__Extracted records__
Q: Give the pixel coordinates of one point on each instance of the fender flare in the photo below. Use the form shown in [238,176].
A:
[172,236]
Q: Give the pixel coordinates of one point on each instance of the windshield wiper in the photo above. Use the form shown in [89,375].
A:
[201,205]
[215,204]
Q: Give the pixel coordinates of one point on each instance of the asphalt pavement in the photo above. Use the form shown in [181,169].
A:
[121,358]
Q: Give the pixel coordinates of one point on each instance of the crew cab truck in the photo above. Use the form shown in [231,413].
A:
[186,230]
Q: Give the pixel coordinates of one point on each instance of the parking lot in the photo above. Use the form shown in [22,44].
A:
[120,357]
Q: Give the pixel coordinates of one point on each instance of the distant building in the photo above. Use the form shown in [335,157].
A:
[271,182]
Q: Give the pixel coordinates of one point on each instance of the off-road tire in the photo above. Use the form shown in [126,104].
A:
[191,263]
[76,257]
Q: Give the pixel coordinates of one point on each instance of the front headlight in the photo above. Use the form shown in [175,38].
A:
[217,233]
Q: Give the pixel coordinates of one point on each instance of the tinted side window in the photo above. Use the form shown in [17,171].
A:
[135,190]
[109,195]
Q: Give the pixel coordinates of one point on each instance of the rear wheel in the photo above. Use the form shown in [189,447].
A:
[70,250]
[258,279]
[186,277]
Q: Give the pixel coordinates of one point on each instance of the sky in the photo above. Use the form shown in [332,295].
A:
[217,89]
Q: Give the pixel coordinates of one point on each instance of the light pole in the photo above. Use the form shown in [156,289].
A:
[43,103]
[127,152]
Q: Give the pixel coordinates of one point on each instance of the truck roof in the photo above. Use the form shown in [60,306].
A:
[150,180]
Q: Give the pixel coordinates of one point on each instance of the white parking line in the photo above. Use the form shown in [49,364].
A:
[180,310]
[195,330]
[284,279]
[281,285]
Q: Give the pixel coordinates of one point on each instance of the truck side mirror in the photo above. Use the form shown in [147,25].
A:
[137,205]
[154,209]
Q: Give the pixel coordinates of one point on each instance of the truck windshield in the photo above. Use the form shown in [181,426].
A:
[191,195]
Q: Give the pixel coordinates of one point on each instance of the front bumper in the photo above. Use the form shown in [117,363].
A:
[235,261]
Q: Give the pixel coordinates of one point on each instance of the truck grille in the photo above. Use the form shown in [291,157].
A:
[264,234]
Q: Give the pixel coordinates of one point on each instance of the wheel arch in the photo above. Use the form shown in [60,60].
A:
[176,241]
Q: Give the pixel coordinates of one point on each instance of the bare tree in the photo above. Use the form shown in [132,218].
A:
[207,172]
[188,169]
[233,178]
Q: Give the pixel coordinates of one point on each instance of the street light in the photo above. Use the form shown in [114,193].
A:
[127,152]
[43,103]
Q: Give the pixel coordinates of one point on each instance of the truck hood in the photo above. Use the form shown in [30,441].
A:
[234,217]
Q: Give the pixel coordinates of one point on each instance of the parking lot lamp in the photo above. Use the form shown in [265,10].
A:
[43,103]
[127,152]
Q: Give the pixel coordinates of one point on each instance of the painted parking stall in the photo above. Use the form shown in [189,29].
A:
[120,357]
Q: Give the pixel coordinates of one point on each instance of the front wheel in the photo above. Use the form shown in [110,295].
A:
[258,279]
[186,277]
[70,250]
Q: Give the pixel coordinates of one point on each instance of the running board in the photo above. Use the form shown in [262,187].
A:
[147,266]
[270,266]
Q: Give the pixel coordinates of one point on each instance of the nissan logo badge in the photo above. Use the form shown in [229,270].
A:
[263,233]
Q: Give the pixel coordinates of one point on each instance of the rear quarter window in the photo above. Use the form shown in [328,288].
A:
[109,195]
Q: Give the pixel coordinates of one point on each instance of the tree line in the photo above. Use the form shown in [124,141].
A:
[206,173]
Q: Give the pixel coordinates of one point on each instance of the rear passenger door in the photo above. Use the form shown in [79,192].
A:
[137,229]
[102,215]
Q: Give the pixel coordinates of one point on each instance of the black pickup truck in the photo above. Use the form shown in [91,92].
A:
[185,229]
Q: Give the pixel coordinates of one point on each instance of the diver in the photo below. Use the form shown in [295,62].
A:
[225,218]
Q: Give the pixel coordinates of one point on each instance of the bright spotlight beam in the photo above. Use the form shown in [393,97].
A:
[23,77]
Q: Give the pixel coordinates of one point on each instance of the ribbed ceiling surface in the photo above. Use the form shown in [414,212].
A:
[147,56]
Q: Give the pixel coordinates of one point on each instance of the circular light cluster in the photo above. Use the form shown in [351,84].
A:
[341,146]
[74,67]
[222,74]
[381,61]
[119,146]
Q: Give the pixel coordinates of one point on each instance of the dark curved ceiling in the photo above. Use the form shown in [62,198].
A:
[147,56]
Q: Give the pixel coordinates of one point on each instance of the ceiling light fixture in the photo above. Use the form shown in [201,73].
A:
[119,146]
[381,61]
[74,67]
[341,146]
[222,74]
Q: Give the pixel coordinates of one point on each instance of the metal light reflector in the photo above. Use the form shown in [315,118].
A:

__TRY IT__
A verbatim copy of every entry is needed.

__ANSWER TO THIS PROBLEM__
Q: Give the pixel coordinates of one point on each instance of the fender flare in the photo below. Use the form shown in [238,176].
A:
[172,236]
Q: Give the pixel coordinates of one point on each instance of the windshield wiper in the photo above. Use the form shown in [89,375].
A:
[201,205]
[215,204]
Q: Give the pixel coordinates of one point on each instance of the asphalt pavement in the photo above. Use the form shown in [181,169].
A:
[121,358]
Q: Give the pixel coordinates of one point on each instance of the crew cab truck in the photo above. Use the form shown in [231,413].
A:
[186,230]
Q: Give the pixel coordinates of one point on each instance of the parking lot in the photo above. Use the form shown in [22,44].
A:
[120,357]
Q: Give the pixel coordinates of one point on each instance of the distant building in the photo above. Use the form shown in [335,157].
A:
[271,182]
Q: Give the pixel coordinates of one point on each instance of the off-road tire in the photo above. Use the form shown in [126,104].
A:
[191,263]
[76,257]
Q: Give the pixel coordinates of one point on each instance of the front headlight in the photo above. Use the form shown in [175,38].
A:
[217,233]
Q: Give the pixel coordinates of one point on each instance of the tinted side window in the photo above. Use the form shown in [17,171].
A:
[135,190]
[109,195]
Q: Give the pixel coordinates of one point on each instance of the rear wheel in the photo above. Use the form shown in [189,447].
A:
[70,250]
[258,279]
[186,277]
Q: Give the pixel coordinates of one point on each instance of the sky in the photo above. Use the form shown in [332,295].
A:
[217,89]
Q: Give the pixel coordinates of one point on each instance of the light pole in the photo above. Use the form shown in [156,289].
A:
[43,103]
[127,152]
Q: Give the pixel coordinates of one point on each instance of the truck roof in the photo above. Use the form shown in [60,306].
A:
[150,180]
Q: Give the pixel coordinates of one point on each instance of the white parking line in the photo above. Use the form shown in [49,364].
A:
[180,310]
[195,330]
[284,279]
[281,285]
Q: Give the pixel coordinates of one point on each instance of the truck side mirror in the photo above. Use the form shown in [147,25].
A:
[137,205]
[154,209]
Q: Give the pixel coordinates of one point on each instance of the truck windshield in the photo above. Use the form shown in [181,426].
A:
[191,195]
Q: Give the pixel coordinates of one point on each instance of the front bumper in the photo above. Use the form shown in [117,363].
A:
[235,261]
Q: Give the pixel coordinates of one point on each instance of the truck grille in the photo above. Use the form shown in [291,157].
A:
[264,234]
Q: Give the pixel coordinates of one point on each instance of the wheel arch in the photo above. Use the form shown in [60,60].
A:
[176,241]
Q: Give the pixel coordinates of one point on each instance of the bare tree in the photo above. Use the form shown in [132,218].
A:
[207,172]
[188,169]
[233,178]
Q: Give the pixel coordinates of one point on each instance of the street light in the photo above. Use the form shown in [114,193].
A:
[127,152]
[43,103]
Q: Give the pixel coordinates of one point on each instance of the truck hood in the photo above. Use the form shown in [30,441].
A:
[234,217]
Q: Give the pixel coordinates of one point on each instance of the parking lot lamp in the photo above. Use the form shown in [265,10].
A:
[43,103]
[127,152]
Q: Give the pixel coordinates of one point on each instance of the painted parking stall in the photo above. Use the form shown in [189,29].
A:
[120,357]
Q: Give the pixel coordinates of one point on each instance of the front wheel in the photo above. Use the form shown in [110,295].
A:
[258,279]
[186,277]
[70,250]
Q: Give the pixel coordinates of one point on each instance of the running board in the photo above. Use the form shown in [262,187].
A:
[147,266]
[270,266]
Q: Give the pixel coordinates of one point on each instance of the nissan logo badge in the photo above. Use the form shown in [229,270].
A:
[263,233]
Q: Give the pixel coordinates of one point on each instance of the rear quarter window in the photo above. Use the form shown in [328,288].
A:
[109,195]
Q: Give the pixel coordinates of one point on each instance of the tree line in the photo above. Use the form shown in [124,141].
A:
[206,173]
Q: Give the pixel coordinates of one point on each instance of the rear passenger door in the photo above. Use the form shown in [79,192].
A:
[137,229]
[102,215]
Q: Give the pixel coordinates of one point on each instance of the black pickup truck in the photo above. Use the form shown in [91,92].
A:
[185,229]
Q: Give the pixel coordinates of one point on each instance of the diver in the photo below. Use the form shown in [295,62].
A:
[225,218]
Q: Give the pixel coordinates of one point on each instance of the bright spotlight beam in the photo above. Use the form shown in [393,97].
A:
[23,77]
Q: Give the pixel coordinates of one point on each instance of the ribbed ceiling surface in the photo above. Use the form shown in [414,212].
A:
[147,56]
Q: Give the pixel coordinates of one point on each instance of the circular light cluster in the photo above. Use the form shown in [351,84].
A:
[341,146]
[74,67]
[222,74]
[381,61]
[119,146]
Q: Give the pixel coordinates of one point on each instance of the dark curved ceiling in the photo above. Use the form shown in [62,198].
A:
[147,56]
Q: Give the pixel coordinates of one point on each instance of the ceiling light fixture in the photo above. Use the form shown in [201,73].
A:
[119,146]
[381,61]
[74,67]
[341,146]
[222,74]
Q: Give the pixel coordinates of one point on each instance of the metal light reflector in the photo above. Use the form shown in [315,118].
A:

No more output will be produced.